#### [Written request]
Rewrite the stretch of lines from the start through the line containing "x=122 y=189", keeping every line as it is except that each coordinate is shifted by adding 12 to both its x and y values.

┌──

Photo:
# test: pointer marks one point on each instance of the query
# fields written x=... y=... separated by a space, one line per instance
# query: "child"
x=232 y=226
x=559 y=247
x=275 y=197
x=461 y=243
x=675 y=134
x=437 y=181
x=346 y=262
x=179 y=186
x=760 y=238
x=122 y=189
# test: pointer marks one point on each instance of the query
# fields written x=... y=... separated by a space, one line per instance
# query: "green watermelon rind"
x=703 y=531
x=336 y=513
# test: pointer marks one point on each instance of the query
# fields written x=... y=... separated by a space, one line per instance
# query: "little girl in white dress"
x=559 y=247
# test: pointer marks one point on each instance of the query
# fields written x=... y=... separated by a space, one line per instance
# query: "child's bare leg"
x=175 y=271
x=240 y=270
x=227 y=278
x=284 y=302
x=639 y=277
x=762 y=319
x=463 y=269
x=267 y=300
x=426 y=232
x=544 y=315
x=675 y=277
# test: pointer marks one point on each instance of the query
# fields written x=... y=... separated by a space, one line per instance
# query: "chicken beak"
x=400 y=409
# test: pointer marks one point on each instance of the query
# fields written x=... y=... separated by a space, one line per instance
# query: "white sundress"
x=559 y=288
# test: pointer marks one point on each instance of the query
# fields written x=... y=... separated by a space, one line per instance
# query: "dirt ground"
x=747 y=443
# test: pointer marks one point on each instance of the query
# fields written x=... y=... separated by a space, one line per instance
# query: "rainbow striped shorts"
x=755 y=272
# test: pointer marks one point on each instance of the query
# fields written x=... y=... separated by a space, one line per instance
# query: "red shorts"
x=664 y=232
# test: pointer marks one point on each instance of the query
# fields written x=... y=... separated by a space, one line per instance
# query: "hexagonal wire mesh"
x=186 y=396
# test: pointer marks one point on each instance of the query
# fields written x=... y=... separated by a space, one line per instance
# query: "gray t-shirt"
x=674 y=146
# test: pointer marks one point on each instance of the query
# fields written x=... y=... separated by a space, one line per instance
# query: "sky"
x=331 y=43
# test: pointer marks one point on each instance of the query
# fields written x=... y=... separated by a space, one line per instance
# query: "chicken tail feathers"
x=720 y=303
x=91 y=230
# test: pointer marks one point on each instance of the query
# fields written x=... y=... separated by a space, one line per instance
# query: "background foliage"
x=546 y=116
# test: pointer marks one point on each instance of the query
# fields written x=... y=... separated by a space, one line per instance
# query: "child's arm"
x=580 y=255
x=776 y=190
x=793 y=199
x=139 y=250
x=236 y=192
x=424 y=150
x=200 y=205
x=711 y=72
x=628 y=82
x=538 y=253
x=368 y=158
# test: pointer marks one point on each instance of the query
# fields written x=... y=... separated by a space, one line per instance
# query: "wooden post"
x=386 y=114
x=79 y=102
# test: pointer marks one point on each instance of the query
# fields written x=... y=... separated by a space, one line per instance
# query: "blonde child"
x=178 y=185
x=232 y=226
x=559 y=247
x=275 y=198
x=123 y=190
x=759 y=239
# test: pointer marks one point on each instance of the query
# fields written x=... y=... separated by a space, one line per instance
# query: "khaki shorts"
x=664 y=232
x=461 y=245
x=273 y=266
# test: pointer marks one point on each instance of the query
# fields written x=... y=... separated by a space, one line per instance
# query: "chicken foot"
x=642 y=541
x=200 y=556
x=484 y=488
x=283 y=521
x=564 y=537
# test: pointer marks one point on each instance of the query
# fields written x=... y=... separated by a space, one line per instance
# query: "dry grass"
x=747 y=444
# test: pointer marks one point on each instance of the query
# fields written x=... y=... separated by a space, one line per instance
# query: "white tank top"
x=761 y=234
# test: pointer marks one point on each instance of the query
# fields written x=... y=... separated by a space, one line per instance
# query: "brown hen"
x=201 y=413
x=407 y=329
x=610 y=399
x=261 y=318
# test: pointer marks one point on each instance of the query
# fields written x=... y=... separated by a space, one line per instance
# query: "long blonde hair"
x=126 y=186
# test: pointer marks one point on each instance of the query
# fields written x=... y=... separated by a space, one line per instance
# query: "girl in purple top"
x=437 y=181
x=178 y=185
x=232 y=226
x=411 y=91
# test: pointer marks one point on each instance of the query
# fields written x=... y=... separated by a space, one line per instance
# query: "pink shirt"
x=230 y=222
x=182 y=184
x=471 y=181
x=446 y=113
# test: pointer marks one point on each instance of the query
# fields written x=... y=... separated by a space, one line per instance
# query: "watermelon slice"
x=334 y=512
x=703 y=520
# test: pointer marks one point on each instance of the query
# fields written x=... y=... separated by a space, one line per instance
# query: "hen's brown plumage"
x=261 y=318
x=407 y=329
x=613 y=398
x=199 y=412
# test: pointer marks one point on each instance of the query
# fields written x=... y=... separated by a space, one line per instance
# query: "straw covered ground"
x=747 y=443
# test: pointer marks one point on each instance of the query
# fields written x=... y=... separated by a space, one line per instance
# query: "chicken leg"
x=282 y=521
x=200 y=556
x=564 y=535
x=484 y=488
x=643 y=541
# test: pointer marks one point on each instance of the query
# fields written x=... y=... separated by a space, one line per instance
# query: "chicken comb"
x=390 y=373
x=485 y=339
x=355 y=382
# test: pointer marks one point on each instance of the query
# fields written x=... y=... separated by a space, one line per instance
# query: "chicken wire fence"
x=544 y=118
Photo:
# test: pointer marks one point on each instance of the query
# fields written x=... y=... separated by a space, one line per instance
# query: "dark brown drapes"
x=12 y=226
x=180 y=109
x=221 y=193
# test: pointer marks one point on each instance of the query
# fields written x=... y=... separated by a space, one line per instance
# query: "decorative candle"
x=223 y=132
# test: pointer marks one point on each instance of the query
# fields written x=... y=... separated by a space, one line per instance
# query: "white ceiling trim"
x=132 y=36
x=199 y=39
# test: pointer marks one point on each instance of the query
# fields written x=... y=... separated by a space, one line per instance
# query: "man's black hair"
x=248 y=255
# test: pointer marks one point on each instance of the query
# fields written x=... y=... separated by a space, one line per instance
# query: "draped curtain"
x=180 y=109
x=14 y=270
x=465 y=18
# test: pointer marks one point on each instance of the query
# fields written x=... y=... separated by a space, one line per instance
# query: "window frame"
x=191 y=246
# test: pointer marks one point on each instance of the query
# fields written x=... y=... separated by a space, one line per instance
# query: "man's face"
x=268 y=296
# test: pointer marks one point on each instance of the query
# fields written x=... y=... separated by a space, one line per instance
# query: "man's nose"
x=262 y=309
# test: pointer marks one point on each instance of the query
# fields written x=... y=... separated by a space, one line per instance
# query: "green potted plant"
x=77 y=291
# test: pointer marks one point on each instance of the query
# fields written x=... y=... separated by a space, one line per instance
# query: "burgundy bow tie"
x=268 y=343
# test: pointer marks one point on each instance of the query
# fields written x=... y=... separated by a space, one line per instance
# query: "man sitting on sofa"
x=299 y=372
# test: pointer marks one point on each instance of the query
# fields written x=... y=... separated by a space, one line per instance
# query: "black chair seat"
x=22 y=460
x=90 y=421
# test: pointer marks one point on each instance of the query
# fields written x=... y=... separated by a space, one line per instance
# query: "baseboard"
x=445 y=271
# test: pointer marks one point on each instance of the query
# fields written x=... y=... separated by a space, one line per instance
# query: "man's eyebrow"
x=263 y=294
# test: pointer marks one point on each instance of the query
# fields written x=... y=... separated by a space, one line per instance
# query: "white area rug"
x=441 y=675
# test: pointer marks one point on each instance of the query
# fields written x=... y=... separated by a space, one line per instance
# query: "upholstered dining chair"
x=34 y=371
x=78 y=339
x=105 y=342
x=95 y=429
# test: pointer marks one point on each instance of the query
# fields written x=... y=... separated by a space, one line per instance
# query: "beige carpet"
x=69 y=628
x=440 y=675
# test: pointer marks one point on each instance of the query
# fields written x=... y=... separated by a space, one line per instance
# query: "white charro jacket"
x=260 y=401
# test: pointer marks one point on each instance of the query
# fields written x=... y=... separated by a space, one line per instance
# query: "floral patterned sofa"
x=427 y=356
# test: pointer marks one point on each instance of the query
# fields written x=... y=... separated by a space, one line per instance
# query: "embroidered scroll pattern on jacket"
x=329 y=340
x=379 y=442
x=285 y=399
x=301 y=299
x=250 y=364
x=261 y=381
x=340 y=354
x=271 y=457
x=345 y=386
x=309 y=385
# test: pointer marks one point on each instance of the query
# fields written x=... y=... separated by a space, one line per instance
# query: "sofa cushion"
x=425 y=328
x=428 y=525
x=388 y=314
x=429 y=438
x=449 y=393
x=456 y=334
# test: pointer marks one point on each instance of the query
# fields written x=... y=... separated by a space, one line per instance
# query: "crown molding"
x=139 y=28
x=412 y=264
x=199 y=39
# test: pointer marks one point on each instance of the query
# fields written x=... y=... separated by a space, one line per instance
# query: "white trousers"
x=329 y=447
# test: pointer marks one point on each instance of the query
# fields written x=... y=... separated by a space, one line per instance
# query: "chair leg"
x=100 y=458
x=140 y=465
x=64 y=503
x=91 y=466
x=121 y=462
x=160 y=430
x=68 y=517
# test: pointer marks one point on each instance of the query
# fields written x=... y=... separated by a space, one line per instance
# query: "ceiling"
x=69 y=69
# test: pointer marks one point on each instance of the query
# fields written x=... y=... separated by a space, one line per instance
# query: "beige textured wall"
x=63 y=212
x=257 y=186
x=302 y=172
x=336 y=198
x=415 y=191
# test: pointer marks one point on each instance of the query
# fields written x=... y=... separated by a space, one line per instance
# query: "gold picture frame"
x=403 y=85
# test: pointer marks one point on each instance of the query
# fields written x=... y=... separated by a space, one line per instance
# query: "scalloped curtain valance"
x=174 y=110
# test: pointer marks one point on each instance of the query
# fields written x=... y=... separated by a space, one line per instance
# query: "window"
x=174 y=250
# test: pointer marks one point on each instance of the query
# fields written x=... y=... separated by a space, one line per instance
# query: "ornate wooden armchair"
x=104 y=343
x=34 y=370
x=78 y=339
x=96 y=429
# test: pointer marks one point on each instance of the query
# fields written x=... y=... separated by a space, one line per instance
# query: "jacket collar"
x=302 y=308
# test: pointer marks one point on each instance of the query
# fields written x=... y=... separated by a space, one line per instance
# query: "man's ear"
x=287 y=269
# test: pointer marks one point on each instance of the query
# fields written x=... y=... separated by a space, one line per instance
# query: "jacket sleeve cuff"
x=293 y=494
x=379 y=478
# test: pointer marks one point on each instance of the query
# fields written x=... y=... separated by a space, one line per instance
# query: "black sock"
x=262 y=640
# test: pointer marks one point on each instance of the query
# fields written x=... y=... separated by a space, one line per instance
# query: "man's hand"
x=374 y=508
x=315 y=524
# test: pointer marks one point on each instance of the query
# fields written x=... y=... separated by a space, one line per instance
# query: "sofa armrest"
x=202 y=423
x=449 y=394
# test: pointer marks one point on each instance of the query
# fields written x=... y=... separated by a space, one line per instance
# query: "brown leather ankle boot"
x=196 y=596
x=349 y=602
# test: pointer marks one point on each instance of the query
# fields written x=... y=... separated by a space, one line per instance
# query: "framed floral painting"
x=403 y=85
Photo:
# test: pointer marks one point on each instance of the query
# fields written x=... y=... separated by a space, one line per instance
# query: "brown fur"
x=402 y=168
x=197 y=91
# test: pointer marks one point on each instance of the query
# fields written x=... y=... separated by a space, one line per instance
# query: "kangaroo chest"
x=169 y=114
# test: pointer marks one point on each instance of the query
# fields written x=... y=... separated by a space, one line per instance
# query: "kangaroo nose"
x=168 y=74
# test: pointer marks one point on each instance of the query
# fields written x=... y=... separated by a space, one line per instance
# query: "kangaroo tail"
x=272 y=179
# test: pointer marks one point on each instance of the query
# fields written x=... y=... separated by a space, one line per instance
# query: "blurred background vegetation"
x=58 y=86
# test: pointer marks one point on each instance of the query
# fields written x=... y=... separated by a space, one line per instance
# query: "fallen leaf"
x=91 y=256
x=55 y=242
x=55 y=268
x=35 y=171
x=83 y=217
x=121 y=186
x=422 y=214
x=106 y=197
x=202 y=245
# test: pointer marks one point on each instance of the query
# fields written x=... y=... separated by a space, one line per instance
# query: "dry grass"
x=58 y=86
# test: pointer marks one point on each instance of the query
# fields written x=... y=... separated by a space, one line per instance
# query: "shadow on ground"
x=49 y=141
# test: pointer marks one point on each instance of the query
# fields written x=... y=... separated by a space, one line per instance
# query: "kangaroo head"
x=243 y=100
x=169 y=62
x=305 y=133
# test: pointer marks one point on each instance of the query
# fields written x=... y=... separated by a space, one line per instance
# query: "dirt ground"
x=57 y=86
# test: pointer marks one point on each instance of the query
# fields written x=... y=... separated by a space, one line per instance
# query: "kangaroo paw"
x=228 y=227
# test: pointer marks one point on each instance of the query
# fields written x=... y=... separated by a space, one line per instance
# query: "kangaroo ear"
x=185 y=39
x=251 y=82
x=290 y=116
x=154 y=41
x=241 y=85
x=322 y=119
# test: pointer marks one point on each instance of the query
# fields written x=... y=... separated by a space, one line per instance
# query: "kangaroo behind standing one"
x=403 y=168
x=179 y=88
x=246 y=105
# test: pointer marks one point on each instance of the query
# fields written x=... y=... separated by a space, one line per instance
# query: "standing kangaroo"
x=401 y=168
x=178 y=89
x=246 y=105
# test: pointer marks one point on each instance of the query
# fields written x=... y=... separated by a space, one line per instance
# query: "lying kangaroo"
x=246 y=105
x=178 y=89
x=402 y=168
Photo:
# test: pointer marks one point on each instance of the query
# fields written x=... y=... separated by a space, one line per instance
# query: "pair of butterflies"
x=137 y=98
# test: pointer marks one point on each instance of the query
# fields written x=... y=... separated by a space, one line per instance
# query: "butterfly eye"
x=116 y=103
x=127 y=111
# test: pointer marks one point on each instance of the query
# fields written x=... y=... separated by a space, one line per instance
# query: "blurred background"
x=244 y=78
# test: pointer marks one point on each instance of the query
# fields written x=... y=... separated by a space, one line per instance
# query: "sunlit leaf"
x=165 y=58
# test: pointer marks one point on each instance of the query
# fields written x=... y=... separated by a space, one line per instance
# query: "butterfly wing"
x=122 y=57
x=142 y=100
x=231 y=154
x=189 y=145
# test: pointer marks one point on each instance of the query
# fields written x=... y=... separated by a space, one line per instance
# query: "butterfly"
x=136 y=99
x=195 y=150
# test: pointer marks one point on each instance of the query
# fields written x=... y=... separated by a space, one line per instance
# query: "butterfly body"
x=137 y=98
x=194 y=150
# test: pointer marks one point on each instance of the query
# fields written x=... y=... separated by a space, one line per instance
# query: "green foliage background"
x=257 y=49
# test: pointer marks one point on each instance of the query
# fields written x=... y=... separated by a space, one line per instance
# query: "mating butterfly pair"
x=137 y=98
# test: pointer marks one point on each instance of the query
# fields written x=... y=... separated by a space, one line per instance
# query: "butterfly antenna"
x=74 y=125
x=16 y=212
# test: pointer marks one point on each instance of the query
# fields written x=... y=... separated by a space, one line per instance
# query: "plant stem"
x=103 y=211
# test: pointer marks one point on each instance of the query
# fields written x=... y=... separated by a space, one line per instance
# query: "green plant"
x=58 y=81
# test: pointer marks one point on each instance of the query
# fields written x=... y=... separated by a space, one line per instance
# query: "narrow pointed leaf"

└──

#### [Expected output]
Photo:
# test: pointer marks one point on each instance of the query
# fields written x=... y=... separated by a space, one line per instance
# query: "child"
x=244 y=238
x=571 y=259
x=287 y=209
x=473 y=255
x=687 y=146
x=449 y=193
x=358 y=274
x=191 y=198
x=772 y=250
x=134 y=201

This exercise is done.